FIST Assessment Phase (AP)
The FIST program, currently in the assessment phase, has gone through several phases of trials, which highlighted some technical issues with equipment subsystems. These tests demonstrated how the FIST will integrate within the British Army’s Bowman network and work with other systems currently under planning stage. Recent tests validated the improvements made with weapons and firepower of the fire team. John Foley, FIST program Technical Director at Thales briefed on the recent achievements, detailing the composition of FIST SA equipment, the test’s outline ad some of the lessons learned. Col. A.G. Bain, British Army Force Development Headquarters Infantry added some insights on development and fielding of new infantry gear and weapons, among them a new 60 mm portable mortar, replacing the aging 52mm hand held mortar, and an all-terrain load carrier, that will offload some of the cargo currently carried by British warfighters.
The Israeli Integrated Advanced Soldier (IAS) program is building a ‘dismounted combat team’ to be operated within the infantry battalion level. These battalions will be able to operate in mounted or dismounted operations, while commanders able to receive and make decisions based on an updated ‘live’ situational picture presenting both hostile and friendly forces. The equipment used by the troops will be modular, and designed to operate in urban and open terrain. Currently underway the program is led by the Ministry of Defense’s Defense Directorate for Research and Development (DDRD) and Elbit Systems.

## [Input data]
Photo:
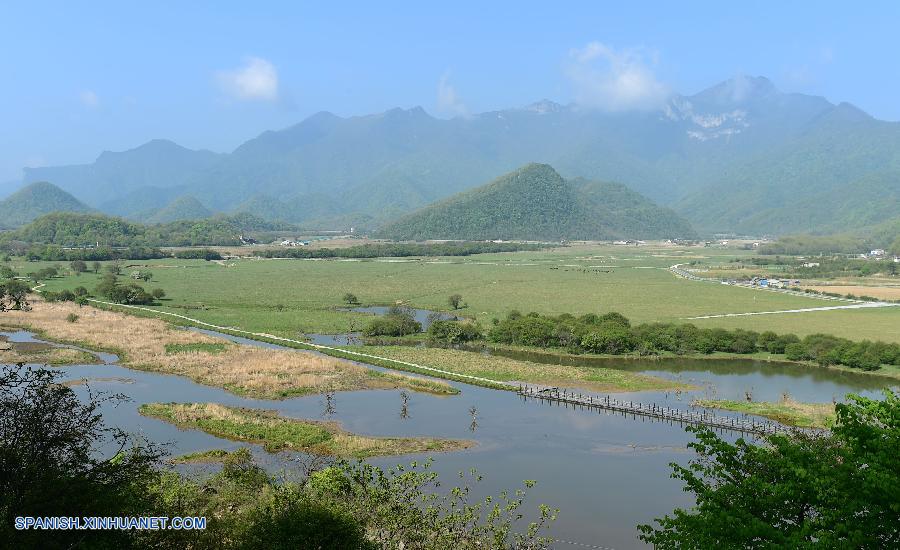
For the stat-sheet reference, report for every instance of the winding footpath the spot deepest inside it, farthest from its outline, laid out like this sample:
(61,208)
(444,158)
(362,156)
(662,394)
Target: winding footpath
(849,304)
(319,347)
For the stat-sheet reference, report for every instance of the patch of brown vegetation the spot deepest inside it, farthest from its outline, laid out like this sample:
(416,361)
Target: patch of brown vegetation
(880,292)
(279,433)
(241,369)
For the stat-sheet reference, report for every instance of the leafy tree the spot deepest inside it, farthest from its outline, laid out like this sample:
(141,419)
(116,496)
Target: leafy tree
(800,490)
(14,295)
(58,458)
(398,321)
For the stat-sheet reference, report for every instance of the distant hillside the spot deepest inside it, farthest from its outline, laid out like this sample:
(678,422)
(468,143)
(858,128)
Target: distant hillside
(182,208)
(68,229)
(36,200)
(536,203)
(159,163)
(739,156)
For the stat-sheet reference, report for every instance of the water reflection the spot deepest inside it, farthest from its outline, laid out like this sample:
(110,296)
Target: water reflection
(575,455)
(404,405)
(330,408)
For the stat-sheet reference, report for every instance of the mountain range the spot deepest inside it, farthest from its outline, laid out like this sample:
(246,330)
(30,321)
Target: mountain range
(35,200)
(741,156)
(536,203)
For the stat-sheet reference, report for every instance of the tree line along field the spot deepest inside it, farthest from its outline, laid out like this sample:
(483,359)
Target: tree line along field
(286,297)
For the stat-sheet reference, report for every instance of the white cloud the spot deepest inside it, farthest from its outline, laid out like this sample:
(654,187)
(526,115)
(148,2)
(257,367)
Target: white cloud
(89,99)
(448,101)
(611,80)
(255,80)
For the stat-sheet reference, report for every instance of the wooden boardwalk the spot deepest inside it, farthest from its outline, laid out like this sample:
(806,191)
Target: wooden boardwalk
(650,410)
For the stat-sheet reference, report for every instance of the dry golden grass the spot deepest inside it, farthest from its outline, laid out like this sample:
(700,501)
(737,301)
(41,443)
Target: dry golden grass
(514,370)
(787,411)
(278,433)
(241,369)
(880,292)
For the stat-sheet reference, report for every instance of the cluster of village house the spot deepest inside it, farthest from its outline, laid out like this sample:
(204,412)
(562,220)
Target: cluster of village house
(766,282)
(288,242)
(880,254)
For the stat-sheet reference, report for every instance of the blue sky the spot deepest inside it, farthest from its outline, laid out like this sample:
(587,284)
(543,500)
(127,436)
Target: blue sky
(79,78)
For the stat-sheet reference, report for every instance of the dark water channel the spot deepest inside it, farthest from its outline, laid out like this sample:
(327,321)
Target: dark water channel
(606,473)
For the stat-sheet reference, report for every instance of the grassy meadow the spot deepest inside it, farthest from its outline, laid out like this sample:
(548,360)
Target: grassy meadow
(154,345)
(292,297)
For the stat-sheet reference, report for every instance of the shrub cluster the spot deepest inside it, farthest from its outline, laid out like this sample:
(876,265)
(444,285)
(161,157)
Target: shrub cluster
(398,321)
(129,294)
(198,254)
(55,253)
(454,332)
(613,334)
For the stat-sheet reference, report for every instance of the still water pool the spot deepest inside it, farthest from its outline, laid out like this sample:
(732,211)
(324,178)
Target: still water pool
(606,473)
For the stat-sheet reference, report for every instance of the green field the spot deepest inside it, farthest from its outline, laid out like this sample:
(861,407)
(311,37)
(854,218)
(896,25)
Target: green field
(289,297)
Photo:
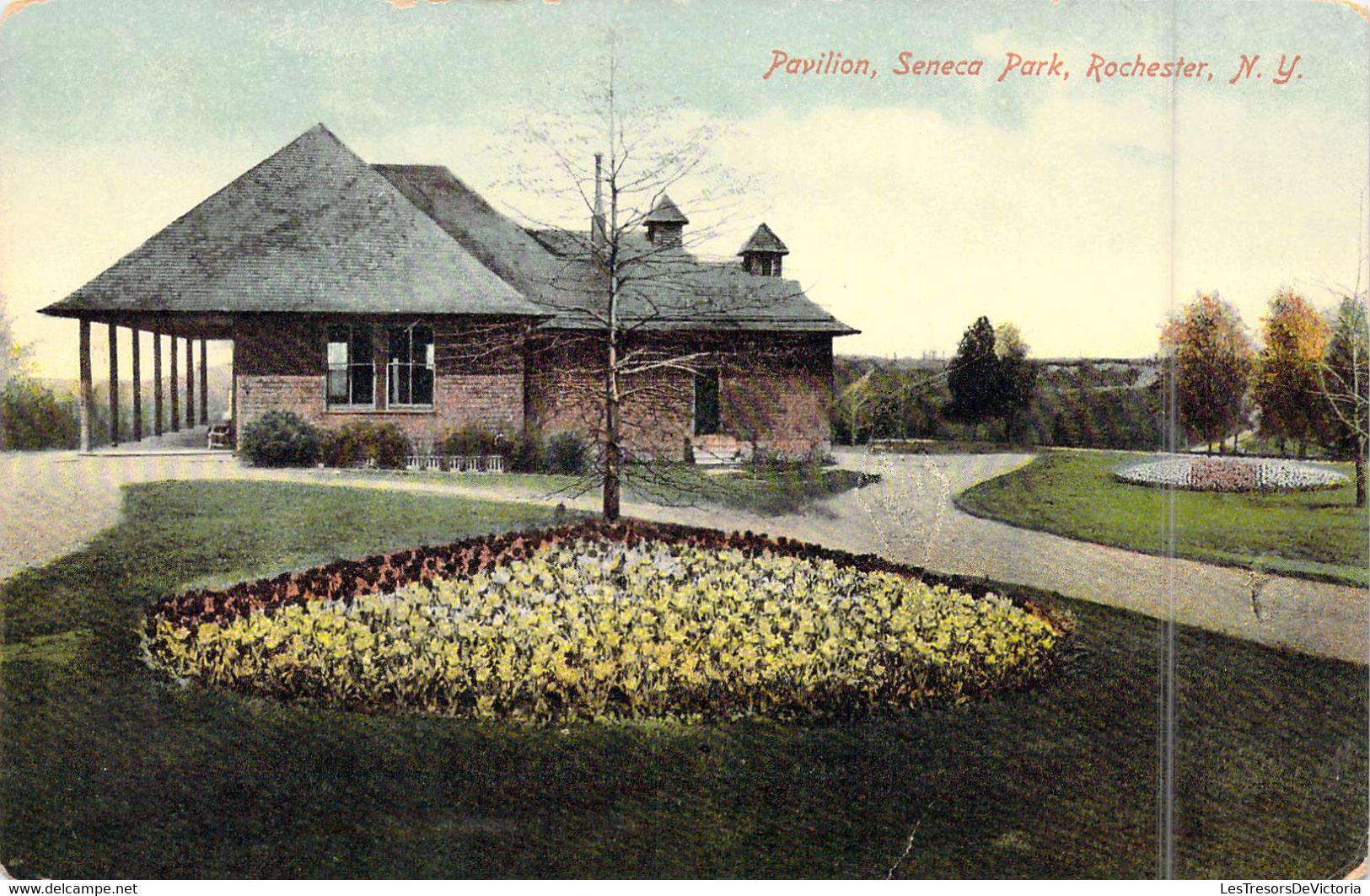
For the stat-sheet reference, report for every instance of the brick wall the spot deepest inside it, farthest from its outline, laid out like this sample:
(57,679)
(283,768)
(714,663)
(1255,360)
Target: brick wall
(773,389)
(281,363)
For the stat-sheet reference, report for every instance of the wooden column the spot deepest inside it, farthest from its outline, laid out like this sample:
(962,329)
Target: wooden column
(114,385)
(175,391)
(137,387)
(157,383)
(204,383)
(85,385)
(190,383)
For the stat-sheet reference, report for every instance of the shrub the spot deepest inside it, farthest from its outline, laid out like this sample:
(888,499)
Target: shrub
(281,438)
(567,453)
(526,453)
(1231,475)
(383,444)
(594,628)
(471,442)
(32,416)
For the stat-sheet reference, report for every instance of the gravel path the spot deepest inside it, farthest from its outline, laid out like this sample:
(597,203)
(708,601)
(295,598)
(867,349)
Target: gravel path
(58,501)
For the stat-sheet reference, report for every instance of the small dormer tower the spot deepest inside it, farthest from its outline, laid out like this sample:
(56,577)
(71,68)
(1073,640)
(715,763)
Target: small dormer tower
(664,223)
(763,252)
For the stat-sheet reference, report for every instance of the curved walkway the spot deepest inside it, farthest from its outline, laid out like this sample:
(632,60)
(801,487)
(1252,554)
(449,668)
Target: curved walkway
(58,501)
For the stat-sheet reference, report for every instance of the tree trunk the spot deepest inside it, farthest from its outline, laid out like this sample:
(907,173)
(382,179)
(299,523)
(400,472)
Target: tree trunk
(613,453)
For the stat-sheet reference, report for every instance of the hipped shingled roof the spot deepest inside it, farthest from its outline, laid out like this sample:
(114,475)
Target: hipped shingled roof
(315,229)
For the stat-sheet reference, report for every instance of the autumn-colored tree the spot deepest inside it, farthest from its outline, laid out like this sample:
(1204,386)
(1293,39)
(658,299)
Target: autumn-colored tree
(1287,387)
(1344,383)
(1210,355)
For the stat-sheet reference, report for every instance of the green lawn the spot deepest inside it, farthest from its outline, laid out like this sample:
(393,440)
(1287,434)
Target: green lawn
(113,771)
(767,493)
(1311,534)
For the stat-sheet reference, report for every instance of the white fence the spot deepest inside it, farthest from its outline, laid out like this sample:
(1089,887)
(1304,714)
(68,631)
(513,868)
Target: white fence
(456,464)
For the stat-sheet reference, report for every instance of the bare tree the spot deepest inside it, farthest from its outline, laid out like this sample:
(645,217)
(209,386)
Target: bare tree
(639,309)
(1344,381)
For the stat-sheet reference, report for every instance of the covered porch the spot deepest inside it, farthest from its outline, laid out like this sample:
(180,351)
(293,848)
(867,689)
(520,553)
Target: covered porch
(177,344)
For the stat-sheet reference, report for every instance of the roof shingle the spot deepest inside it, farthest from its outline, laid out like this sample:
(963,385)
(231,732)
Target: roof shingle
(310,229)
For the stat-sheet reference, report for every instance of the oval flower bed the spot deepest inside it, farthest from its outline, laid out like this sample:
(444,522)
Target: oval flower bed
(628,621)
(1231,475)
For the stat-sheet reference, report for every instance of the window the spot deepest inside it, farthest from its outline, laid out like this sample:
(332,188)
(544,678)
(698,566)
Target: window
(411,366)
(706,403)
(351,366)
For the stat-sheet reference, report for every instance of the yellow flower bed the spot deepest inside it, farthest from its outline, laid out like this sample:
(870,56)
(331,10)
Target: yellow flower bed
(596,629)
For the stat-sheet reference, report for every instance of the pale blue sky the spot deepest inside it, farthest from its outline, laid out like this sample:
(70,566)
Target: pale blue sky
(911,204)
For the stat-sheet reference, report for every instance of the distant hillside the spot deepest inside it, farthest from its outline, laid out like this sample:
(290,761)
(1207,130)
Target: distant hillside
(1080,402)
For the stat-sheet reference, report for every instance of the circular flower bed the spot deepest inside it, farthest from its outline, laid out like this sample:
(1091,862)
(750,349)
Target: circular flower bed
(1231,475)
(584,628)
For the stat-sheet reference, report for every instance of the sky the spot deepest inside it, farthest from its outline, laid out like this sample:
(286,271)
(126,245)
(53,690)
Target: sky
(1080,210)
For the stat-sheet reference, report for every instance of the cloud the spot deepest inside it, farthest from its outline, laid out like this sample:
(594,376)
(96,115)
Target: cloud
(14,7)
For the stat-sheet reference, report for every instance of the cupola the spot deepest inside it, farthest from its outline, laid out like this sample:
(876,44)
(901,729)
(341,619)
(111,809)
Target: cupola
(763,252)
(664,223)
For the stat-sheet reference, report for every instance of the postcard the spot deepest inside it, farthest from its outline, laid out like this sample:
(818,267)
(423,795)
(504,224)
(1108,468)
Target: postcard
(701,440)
--
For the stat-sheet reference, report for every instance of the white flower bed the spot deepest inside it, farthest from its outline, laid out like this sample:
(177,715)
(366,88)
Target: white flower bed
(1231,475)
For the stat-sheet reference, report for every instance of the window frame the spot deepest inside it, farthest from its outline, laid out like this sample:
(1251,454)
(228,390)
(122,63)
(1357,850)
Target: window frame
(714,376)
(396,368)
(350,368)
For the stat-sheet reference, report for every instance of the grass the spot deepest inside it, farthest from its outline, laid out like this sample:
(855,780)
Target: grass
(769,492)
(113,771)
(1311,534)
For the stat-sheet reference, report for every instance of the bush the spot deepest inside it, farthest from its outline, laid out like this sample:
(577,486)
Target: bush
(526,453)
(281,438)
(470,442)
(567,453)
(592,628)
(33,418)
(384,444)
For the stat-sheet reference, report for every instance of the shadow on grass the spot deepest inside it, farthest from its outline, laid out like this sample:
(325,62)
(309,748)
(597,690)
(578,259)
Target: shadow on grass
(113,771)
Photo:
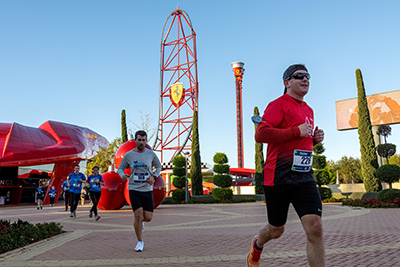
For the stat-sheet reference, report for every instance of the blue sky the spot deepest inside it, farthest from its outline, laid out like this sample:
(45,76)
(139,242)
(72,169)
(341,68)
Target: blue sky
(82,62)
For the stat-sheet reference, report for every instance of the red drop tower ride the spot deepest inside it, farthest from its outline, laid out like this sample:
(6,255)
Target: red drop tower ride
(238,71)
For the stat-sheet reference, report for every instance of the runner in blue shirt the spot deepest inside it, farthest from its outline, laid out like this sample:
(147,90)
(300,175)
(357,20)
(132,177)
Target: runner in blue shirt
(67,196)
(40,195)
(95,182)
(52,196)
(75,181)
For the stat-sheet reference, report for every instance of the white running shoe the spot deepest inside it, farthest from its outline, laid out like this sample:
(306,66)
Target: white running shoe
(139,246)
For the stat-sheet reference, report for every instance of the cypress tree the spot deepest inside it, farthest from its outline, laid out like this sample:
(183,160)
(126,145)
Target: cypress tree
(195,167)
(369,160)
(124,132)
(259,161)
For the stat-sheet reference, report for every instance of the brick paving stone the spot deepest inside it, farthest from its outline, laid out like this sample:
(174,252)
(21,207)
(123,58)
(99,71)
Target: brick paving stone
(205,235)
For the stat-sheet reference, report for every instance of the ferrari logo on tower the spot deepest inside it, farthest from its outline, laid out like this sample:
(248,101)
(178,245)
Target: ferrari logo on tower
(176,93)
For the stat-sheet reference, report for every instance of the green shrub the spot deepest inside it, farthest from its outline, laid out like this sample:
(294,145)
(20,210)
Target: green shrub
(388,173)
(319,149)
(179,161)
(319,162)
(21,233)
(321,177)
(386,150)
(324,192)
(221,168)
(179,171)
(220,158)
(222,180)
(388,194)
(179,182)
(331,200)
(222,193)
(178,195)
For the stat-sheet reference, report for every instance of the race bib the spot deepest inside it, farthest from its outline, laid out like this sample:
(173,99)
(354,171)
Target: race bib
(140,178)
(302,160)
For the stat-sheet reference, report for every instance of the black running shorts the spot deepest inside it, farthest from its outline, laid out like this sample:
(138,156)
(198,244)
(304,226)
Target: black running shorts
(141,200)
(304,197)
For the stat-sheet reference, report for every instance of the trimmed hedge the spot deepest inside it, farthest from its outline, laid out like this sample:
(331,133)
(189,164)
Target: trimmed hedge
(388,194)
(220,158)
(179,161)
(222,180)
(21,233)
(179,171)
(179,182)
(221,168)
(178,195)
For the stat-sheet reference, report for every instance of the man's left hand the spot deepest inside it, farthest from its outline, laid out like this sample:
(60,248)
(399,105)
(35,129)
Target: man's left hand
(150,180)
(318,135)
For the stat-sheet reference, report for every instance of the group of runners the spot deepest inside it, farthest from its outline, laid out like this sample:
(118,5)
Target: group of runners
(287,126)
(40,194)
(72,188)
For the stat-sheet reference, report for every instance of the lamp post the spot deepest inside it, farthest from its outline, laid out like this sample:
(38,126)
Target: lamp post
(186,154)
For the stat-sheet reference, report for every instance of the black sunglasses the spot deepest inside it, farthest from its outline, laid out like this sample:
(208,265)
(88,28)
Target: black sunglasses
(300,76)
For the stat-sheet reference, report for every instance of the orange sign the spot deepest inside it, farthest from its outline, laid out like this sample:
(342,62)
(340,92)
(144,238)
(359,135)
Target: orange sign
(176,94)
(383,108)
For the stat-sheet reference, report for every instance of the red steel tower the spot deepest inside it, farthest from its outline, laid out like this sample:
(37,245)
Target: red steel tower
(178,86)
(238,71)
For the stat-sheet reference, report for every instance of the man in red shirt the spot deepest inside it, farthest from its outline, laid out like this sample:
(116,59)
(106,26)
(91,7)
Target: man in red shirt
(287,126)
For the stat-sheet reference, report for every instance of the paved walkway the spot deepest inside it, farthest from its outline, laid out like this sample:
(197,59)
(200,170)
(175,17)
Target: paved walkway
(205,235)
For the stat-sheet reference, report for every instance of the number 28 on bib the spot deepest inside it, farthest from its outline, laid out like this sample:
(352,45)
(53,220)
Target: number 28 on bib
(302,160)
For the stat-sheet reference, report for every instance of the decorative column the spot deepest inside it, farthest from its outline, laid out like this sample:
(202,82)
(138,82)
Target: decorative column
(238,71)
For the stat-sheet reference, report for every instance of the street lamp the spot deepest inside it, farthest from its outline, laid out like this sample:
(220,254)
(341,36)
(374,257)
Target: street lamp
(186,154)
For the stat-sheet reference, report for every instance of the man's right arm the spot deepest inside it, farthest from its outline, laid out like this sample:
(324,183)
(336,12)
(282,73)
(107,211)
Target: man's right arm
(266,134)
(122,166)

## [Problems to work on]
a - Locate every line in the records that contains the string "running" and copy each one.
b - Continue the text on infantry soldier modernization programs, picking up right after its final sentence.

## [Answers provided]
a -
For the stat-sheet reference, report for every instance of the white running shoe the spot deepest inside it, farthest from its outline, laid out like this sample:
Target: white running shoe
For the stat-sheet reference, report for every instance of the black running shorts the spot deepest inside it, farthest from its outline, laid out like this sample:
Target: black running shorts

b -
The program began with a feasibility study launched in 2003 and followed a year later with a combat lab experiment. In 2005, the IDF tested individual combatant gear and conducted the first battalion-size field test highlighting an urban warfare scenario. Following the test, which proved highly successful, the system entered full scale development. The first kits are being delivered and will be used for company and battalion-size exercises, beginning fall 2007 through winter 2008. Following the conclusion of these tests, the system will become operational with the first combat platoon for an operational pilot.